### DOCUMENT EXTRACT
- - - - - - -
Letters to the Editor

Dec. 11 letters to the editor

Pollution and climate
change separate issues
In the 1950s and early 1960s, children were scared to death of the cold war threat. Today they hear, climate change is going to kill young and old alike.
As I aged common sense began to set in. If another country dropped a bomb it wouldn’t kill you as quick as the building collapsing on the desk you were hiding under. And if we or another country is unstable enough to put off a nuclear bomb, we will all be dead over a long agonizing period due to fallout contamination. The winds would carry the radiation around the world. It would kill the soil, contaminate all water sources, and destroy all food sources.
We do not take the time to figure things out for ourselves nor do necessary research to check facts. We listen to the overeducated whose common sense has left their minds full of mush. We have little or no control over climate change, pollution yes.
Climate change has happened since the first big flood. Each year, the continental plates move fractions of an inch at a northward direction. This causes climate change. Could we as caring people slow down the change? We are not in control of our world.
Pollution poses threats to our water, our oceans and our entire environment. It took me awhile to understand what a water aquifer is. It’s not a big underground swimming pool. Most believe we get our fresh water from rivers. Rivers eventually fill in with silt, eroded soil caused by logging and removing mountain tops for greed and progress. Sparse rainfall and dry summers assist this problem. All these events affect the flow and depth of water, and over time, many dry up or become unusable.
Water aquifers are sandstone deposits fed water from tree transpiration, summer rains, and winter’s snows. Many aquifers dry up due to excessive logging, well drilling and natural events. Can we clean up pollution? Absolutely. But a ride on West Virginia’s back roads will discourage you.
My question is: Is greed causing progress or progress causing greed that is fueling our natural and human problems?
Linda Newcome
Masontown


Waterways facing new
threat by permit revision
Save The Tygart Watershed Association is a local, nonprofit organization dedicated to improving the Tygart River and its tributaries. Three Fork Creek, which begins in Preston County and enters the Tygart River at Grafton, is now alive again with aquatic life due to facilities constructed by the state Department of Environmental Protection (DEP) to treat acid mine drainage.
- - - - - - -
### TASK SET
- a) Duplicate the stretch of the listing from the line containing "Where can the large" through the line containing "point(894, 376)", keeping every line unchanged.
- b) Go on with the letters to the editor from the point where they stop.
- - - - - - -
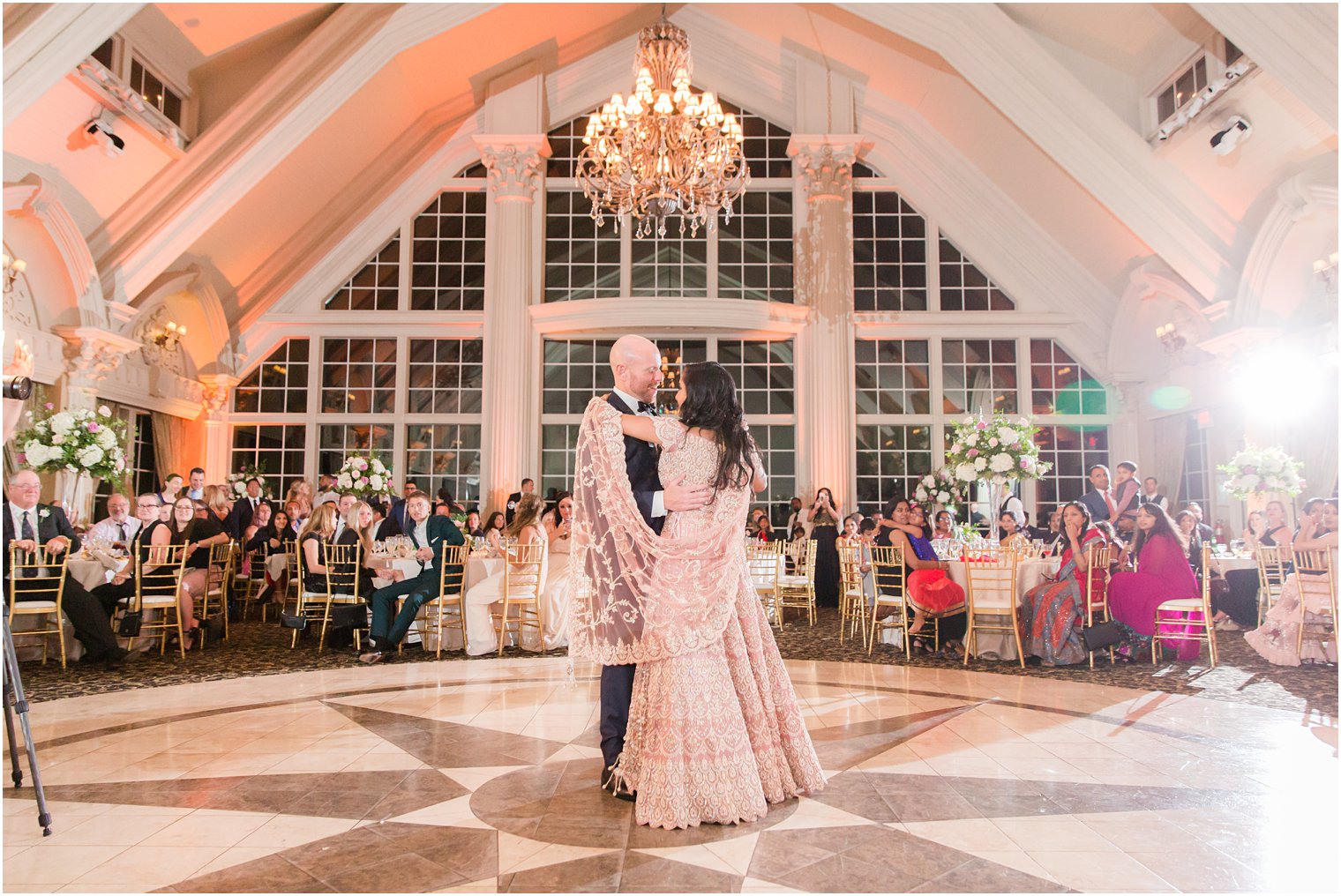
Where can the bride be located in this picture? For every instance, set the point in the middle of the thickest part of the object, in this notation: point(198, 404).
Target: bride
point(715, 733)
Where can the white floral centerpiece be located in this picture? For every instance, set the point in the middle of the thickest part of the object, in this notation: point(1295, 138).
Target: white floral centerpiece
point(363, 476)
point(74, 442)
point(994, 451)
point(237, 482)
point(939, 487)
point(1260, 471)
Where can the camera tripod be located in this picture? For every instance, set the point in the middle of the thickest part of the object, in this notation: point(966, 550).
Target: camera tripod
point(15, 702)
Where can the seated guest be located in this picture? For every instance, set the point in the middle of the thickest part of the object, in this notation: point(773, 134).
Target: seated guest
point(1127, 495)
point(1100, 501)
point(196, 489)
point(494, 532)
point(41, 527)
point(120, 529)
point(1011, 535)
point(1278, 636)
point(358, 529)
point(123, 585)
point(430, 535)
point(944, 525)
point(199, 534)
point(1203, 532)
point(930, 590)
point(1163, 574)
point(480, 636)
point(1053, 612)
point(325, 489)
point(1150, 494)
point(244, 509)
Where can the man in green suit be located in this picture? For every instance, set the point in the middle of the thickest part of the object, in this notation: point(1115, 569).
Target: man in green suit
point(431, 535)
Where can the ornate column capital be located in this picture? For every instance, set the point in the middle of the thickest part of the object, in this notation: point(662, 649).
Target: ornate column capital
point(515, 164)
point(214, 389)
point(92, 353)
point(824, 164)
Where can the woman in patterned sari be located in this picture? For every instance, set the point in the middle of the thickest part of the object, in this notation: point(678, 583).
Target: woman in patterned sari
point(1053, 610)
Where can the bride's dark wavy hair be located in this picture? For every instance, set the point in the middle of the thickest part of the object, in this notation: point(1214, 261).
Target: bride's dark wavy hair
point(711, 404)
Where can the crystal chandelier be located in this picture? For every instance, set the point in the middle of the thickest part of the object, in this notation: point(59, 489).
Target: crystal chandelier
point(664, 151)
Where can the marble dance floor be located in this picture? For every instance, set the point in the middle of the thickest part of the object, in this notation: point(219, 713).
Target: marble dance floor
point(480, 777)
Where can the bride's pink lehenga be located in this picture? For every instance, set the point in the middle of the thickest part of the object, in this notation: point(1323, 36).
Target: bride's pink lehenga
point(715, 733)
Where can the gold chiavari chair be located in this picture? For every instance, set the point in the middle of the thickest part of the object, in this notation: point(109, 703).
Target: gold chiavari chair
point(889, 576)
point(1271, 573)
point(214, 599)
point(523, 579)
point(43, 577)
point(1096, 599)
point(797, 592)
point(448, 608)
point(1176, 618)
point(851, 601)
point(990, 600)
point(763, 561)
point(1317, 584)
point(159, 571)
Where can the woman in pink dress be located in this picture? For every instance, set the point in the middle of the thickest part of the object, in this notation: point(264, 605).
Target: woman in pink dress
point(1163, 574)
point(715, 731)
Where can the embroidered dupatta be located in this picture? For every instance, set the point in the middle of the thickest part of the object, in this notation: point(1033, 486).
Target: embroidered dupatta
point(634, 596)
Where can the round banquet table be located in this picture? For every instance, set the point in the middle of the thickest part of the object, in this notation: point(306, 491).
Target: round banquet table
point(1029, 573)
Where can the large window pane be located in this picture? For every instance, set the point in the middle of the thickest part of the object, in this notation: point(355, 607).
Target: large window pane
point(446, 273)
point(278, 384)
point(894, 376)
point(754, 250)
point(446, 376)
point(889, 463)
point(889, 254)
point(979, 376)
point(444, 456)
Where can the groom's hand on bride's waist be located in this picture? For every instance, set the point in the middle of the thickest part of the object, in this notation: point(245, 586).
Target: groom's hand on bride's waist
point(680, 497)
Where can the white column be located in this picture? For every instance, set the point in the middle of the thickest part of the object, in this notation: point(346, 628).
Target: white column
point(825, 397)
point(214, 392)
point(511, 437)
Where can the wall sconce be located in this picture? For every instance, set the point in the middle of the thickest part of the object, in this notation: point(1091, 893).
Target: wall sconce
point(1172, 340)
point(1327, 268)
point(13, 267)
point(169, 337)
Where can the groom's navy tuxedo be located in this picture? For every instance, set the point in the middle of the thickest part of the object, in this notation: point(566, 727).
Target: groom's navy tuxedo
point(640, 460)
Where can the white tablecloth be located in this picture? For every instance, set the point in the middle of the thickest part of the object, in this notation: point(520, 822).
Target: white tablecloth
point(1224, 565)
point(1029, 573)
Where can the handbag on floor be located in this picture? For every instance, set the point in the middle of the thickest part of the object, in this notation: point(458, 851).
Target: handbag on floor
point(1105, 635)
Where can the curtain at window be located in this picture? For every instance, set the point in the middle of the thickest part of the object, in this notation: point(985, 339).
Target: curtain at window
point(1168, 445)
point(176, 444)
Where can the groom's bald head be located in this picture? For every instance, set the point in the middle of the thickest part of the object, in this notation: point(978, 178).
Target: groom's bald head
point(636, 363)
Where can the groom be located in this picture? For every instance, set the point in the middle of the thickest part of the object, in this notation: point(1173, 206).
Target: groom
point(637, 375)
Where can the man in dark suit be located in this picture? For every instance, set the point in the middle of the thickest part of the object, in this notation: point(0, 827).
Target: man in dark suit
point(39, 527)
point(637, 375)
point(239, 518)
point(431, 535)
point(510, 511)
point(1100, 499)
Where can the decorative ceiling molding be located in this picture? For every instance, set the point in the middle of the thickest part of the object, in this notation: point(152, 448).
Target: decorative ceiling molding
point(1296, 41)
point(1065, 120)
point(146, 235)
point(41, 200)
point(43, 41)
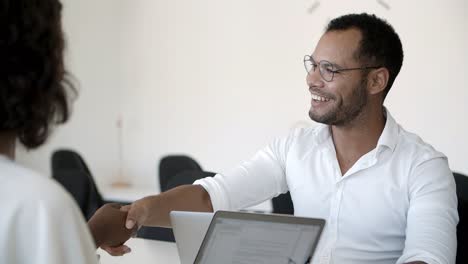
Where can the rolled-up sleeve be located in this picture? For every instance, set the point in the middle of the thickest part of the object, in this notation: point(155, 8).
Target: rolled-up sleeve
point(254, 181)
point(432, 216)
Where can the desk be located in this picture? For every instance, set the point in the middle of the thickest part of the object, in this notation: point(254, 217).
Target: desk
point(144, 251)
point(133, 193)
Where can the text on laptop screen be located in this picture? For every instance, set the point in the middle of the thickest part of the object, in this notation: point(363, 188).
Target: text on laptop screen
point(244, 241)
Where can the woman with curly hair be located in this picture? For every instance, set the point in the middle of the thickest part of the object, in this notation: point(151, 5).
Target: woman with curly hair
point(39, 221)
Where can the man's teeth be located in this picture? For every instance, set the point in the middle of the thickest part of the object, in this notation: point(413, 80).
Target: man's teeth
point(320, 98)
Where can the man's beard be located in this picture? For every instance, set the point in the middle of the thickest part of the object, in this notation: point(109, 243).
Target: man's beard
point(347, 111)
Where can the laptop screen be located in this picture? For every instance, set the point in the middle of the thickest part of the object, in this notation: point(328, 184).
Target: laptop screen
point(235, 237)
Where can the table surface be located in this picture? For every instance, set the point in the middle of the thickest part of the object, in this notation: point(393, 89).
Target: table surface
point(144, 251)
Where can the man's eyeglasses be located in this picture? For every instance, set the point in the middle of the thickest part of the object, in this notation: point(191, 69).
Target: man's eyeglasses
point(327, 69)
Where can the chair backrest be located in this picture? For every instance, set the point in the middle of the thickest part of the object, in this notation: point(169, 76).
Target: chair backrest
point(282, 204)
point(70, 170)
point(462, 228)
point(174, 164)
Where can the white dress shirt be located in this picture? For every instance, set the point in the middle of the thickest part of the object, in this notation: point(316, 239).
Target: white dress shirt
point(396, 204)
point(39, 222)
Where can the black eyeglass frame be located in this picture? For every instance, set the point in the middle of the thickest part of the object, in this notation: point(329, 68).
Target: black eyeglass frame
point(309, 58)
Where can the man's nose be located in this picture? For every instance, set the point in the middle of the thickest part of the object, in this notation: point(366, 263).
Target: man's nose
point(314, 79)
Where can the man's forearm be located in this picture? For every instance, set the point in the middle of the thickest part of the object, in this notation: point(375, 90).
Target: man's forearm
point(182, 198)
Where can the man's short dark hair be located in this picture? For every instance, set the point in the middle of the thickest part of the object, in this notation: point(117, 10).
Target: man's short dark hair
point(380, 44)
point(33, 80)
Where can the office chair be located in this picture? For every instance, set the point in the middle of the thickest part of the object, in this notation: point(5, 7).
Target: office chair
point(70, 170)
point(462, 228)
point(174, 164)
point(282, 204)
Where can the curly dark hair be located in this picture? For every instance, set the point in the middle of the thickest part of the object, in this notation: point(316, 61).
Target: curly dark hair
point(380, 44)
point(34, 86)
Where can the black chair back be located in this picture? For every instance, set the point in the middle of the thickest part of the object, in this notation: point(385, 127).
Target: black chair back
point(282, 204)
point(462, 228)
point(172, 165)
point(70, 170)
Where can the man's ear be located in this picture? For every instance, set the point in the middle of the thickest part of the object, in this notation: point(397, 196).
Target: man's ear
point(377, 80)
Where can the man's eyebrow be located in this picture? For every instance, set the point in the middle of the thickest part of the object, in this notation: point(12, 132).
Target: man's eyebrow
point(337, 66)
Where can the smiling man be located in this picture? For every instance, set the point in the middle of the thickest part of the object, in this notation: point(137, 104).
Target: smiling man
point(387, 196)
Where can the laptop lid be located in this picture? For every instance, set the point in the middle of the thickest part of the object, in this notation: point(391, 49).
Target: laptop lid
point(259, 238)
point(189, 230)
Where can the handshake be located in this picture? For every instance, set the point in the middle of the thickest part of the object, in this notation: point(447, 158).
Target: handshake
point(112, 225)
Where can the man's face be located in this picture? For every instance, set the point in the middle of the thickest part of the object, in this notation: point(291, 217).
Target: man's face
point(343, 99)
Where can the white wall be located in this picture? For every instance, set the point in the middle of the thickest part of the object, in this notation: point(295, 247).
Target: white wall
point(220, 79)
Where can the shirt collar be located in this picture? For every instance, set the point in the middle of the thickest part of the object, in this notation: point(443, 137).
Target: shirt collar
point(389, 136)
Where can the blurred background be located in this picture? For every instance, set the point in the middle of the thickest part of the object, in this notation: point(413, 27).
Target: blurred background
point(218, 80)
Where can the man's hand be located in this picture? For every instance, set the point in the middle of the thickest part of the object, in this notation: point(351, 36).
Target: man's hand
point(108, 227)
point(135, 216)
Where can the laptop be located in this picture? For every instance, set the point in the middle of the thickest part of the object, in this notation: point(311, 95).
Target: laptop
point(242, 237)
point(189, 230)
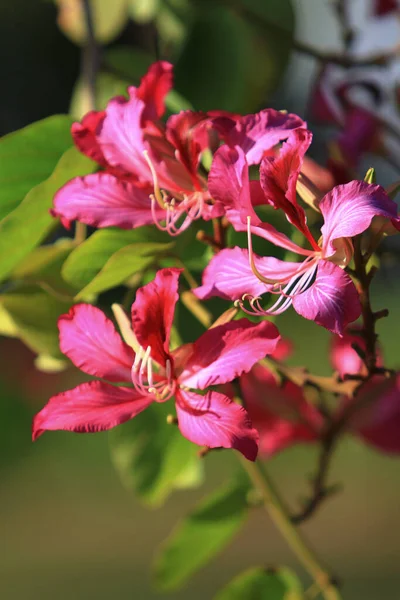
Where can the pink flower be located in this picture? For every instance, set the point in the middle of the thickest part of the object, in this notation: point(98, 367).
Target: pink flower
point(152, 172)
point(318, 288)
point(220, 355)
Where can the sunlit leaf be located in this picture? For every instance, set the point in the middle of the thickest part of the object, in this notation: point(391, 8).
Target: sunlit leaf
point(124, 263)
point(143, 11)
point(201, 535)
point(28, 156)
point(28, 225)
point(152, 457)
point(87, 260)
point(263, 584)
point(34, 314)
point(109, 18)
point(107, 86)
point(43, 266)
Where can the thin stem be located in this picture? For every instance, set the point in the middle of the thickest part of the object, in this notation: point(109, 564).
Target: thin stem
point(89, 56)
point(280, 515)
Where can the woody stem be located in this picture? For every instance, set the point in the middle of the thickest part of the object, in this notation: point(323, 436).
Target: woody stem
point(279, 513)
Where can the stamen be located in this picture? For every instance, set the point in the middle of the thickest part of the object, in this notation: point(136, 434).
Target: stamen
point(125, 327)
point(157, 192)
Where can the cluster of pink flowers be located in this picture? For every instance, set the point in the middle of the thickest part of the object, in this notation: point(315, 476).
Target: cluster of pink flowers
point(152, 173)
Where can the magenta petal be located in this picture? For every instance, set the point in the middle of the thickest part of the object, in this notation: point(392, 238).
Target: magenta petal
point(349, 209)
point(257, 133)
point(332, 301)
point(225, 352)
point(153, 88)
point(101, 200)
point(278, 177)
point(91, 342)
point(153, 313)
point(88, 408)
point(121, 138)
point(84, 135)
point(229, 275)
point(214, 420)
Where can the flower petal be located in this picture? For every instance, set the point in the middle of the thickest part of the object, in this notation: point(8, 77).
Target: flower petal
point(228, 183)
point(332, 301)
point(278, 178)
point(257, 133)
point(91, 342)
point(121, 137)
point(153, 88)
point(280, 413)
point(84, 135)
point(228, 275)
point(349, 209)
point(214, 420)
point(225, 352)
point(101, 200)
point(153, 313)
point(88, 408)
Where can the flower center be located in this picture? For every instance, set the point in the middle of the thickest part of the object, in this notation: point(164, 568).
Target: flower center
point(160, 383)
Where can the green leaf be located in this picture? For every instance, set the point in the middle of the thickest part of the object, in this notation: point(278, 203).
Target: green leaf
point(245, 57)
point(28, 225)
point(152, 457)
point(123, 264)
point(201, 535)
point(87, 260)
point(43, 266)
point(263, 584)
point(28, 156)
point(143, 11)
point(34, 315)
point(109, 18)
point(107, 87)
- - - - - - -
### EXERCISE ANSWERS
- a)
Where can the large window pane be located in this picture? For every instance, set the point in the middle of the thickest part of the object, in this notation: point(355, 607).
Target: large window pane
point(446, 273)
point(278, 384)
point(894, 376)

- b)
With new treatment facilities going on-line this year, we hope for similar results on Little Sandy Creek, which also begins in Preston County and flows directly into Tygart Lake.
These facilities cost millions of federal and state dollars to build and maintain. They are necessary due to abusive coal mining practices, which started in the late 1800s.
These streams now face new threats. Arch Coal’s Leer Mine near Grafton has proposed a permit revision, which our organization believes will have major adverse impacts on water quality in both of these tributaries.
The revision proposes creation of a gravity discharge of 3,465 gallons per minute of water from the deep mine works into Three Fork Creek. This water is projected to have a high amount of iron and will require treatment for a total of 38 years before untreated water will meet water quality standards. The specific conductance of the water will be at a level the DEP rates as “a definite stressor.”
A previous revision protected Little Sandy Creek by limiting mining under it and its major tributaries. In the proposed revision, these protections have been removed, and the company could subside the creek and its tributaries, resulting in tremendous damage.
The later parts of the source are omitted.